Document section |
====

And then we had yeah, and then we had that
night and we stayed up. Literally you stayed up with me.
I mean yeah, you know.

Speaker 6 (34:41):
And it was funny because I was listening to Michael's
notes and knowing these notes are this is these are
extremely important notes, and then we're working on it and
I'm coaching you and like, what do I know. I've
never been an actor in my life.

Speaker 7 (34:56):
I don't have to coach somebody for it.

Speaker 6 (34:58):
But just based on what he was saying, and I
knew the most difficult thing for you, especially when you
were nervous, was going to be slowing down down the
way he wanted you to slow down.

Speaker 4 (35:09):
Yep.

Speaker 6 (35:10):
So and it felt very unnatural. I thought, I thought
it sounded really unnatural, like who talks that slow?

Speaker 4 (35:16):
Yeah? Well, and because you talk fast too, so I
you know, you're helping me do something that was hard
for both of us to do.

Speaker 7 (35:24):
Because you I kept saying slower, yeah.

Speaker 1 (35:27):
Slower, flower, slower, no matter what.

Speaker 6 (35:29):
Exactly, I was doing my coaching job by just.

Speaker 4 (35:32):
Slower, slower, slower, slower. And I do remember it being
a big help that you had been there for all
those notes, because obviously, when you are the person getting
all the notes and it's hard to take them in
you're you're.

Speaker 5 (35:43):
Especially when you're twelve, your brain come on.

Speaker 1 (35:47):
Of course, not you're just trying to please you ever
sitting in front of me, and it was.

Speaker 6 (35:51):
Like you guys have said before, like you know, page
by page.

Speaker 4 (35:54):
Of page one line one exactly. Yeah, page one line too.
I had notes for every single one of them, and she,
you know, wrote them down and had them there for me,
and then we stayed up until three or four o'clock
in the morning, and then went to sleep for a
couple hours. You know, I probably had to be on
set at seven or seven thirty for school school. You remember.

Speaker 6 (36:12):
The timeline of that was that on Friday, and then
we know the weekday.

Speaker 4 (36:16):
Was when I got the part. Then on Monday we
would have first run through and so I had just
that night, so we did have.

Speaker 7 (36:24):
To be up early the next morning.

Speaker 4 (36:26):
Yeah, we had to be well.

Speaker 6 (36:27):
That was That was extremely I would say, equally as
stressful for me as it was for Danielle.

====

Excerpt from a data file

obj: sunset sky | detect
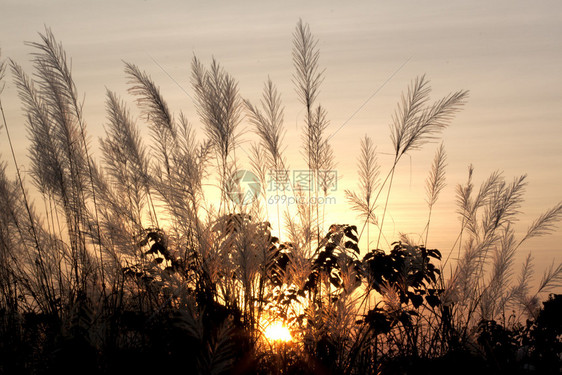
[0,0,562,278]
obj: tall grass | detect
[0,25,562,374]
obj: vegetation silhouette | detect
[0,21,562,374]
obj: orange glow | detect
[263,322,293,342]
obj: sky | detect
[0,0,562,284]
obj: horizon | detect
[0,1,562,288]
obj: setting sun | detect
[264,322,293,342]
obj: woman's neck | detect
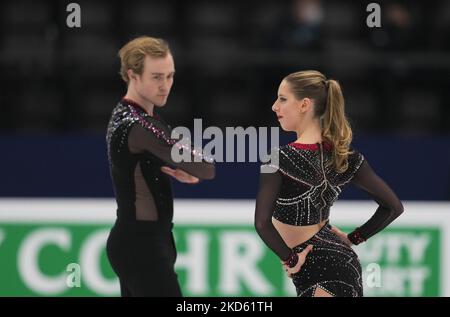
[295,120,322,144]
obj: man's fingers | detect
[161,166,175,177]
[302,244,313,256]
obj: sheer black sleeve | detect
[128,124,215,179]
[255,165,291,261]
[348,160,403,244]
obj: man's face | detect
[133,54,175,107]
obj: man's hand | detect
[161,166,200,184]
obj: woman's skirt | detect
[292,223,363,297]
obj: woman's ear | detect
[299,98,312,113]
[127,69,136,81]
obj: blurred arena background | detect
[0,0,450,296]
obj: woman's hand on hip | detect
[161,166,200,184]
[283,244,313,278]
[330,226,353,247]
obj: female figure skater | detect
[107,37,215,296]
[255,71,403,296]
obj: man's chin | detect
[154,101,166,108]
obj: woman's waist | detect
[272,218,329,248]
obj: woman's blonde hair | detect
[119,36,171,84]
[284,70,353,173]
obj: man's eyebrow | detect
[152,71,175,75]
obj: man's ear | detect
[127,69,137,81]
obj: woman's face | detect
[272,80,304,131]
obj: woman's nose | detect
[272,102,277,112]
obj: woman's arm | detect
[255,166,292,261]
[348,160,403,244]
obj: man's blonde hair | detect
[119,36,171,84]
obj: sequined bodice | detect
[273,143,364,226]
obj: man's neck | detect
[124,90,155,116]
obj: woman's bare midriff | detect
[272,218,328,248]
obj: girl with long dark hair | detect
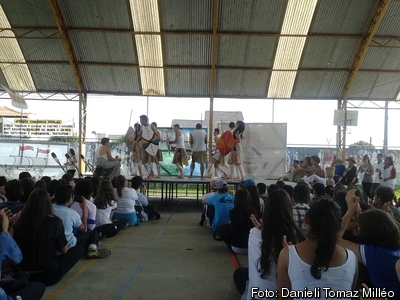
[114,175,139,226]
[229,189,257,254]
[93,179,128,238]
[278,199,358,299]
[234,189,305,299]
[14,189,84,286]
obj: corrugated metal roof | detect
[0,0,400,100]
[0,106,28,118]
[71,32,138,65]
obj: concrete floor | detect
[44,199,247,300]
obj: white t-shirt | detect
[190,129,207,151]
[96,200,117,227]
[70,199,97,230]
[115,187,139,214]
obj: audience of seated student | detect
[379,156,396,189]
[358,155,374,199]
[293,184,311,234]
[40,176,51,185]
[14,189,84,286]
[18,171,32,180]
[202,180,234,231]
[299,156,311,179]
[2,179,24,214]
[21,177,35,203]
[47,179,62,203]
[332,156,346,183]
[69,179,97,230]
[339,157,358,185]
[373,186,400,223]
[257,182,268,203]
[92,179,128,239]
[0,176,7,202]
[233,189,305,299]
[114,175,139,226]
[131,176,161,220]
[199,178,219,227]
[53,184,101,258]
[33,179,47,191]
[310,183,327,205]
[61,173,75,190]
[303,155,326,185]
[325,184,335,199]
[277,199,357,299]
[338,190,400,299]
[0,209,46,300]
[281,184,294,199]
[224,189,257,254]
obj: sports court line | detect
[46,227,132,300]
[114,200,182,299]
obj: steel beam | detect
[338,0,392,161]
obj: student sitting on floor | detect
[131,176,161,221]
[93,179,128,239]
[202,180,234,231]
[14,189,84,286]
[114,175,139,226]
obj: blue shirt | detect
[53,203,82,248]
[207,193,234,231]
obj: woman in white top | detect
[95,138,121,178]
[233,189,305,299]
[278,199,358,299]
[93,179,128,238]
[114,175,139,226]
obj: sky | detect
[10,94,400,148]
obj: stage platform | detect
[144,177,296,210]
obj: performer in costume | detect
[129,123,143,177]
[139,115,158,179]
[95,138,121,178]
[189,123,207,179]
[151,122,163,178]
[64,148,78,177]
[169,124,188,179]
[228,121,245,181]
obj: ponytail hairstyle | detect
[308,199,342,279]
[133,123,141,140]
[232,121,245,137]
[257,189,305,278]
[114,175,125,197]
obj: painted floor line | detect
[115,201,181,300]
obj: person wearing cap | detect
[339,157,358,185]
[139,115,159,179]
[95,137,121,178]
[202,180,234,231]
[371,153,384,199]
[333,158,346,183]
[303,155,326,185]
[310,182,329,205]
[379,156,396,189]
[169,124,188,179]
[189,123,207,180]
[0,176,7,202]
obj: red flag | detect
[19,146,35,151]
[38,148,50,154]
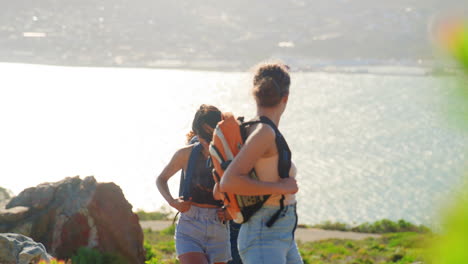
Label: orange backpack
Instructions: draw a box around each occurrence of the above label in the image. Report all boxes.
[209,113,291,226]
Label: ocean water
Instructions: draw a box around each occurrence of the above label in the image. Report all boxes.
[0,63,468,224]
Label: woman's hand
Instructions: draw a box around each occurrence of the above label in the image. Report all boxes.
[217,208,232,223]
[169,197,192,213]
[279,177,299,194]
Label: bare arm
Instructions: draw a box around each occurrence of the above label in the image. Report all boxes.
[156,147,191,212]
[220,124,297,195]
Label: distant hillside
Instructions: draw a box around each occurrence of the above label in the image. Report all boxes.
[0,0,462,69]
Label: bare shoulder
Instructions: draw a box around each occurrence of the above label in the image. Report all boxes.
[172,144,193,163]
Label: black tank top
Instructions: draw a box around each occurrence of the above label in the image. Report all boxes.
[185,153,223,207]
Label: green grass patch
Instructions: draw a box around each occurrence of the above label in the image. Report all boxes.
[135,210,174,221]
[313,219,431,234]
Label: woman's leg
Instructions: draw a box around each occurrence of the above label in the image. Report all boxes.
[238,206,302,264]
[179,252,209,264]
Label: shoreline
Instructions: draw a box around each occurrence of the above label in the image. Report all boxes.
[0,61,461,77]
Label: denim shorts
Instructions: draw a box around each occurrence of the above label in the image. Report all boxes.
[175,205,231,263]
[237,204,303,264]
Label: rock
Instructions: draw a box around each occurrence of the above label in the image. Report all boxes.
[0,233,52,264]
[0,177,145,263]
[0,206,29,222]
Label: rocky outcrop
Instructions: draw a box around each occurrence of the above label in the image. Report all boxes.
[0,177,144,263]
[0,233,51,264]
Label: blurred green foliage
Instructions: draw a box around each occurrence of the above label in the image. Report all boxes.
[428,20,468,264]
[71,247,127,264]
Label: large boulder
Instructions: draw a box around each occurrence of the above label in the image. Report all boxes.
[0,187,13,209]
[0,177,145,263]
[0,233,52,264]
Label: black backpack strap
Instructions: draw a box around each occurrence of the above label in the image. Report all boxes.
[254,116,291,227]
[179,142,203,201]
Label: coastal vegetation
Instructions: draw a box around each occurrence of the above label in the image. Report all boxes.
[312,219,430,234]
[135,207,174,221]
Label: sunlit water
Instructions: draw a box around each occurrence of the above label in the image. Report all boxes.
[0,64,468,224]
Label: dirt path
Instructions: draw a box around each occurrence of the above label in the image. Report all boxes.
[140,221,379,242]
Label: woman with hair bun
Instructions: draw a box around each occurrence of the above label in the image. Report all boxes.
[156,105,231,264]
[217,63,303,264]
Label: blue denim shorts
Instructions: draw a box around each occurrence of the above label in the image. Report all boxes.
[175,205,231,263]
[237,204,303,264]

====

Given exercise 1 | Transcribe the conversation transcript from "And then we had yeah, and" to "somebody for it.".
Given exercise 2 | In the conversation transcript, until what time does Speaker 4 say they stayed up that night?
The data has no connection to the transcript.

Task answer 1 |
And then we had yeah, and then we had that
night and we stayed up. Literally you stayed up with me.
I mean yeah, you know.

Speaker 6 (34:41):
And it was funny because I was listening to Michael's
notes and knowing these notes are this is these are
extremely important notes, and then we're working on it and
I'm coaching you and like, what do I know. I've
never been an actor in my life.

Speaker 7 (34:56):
I don't have to coach somebody for it.

Task answer 2 | Until three or four o'clock in the morning.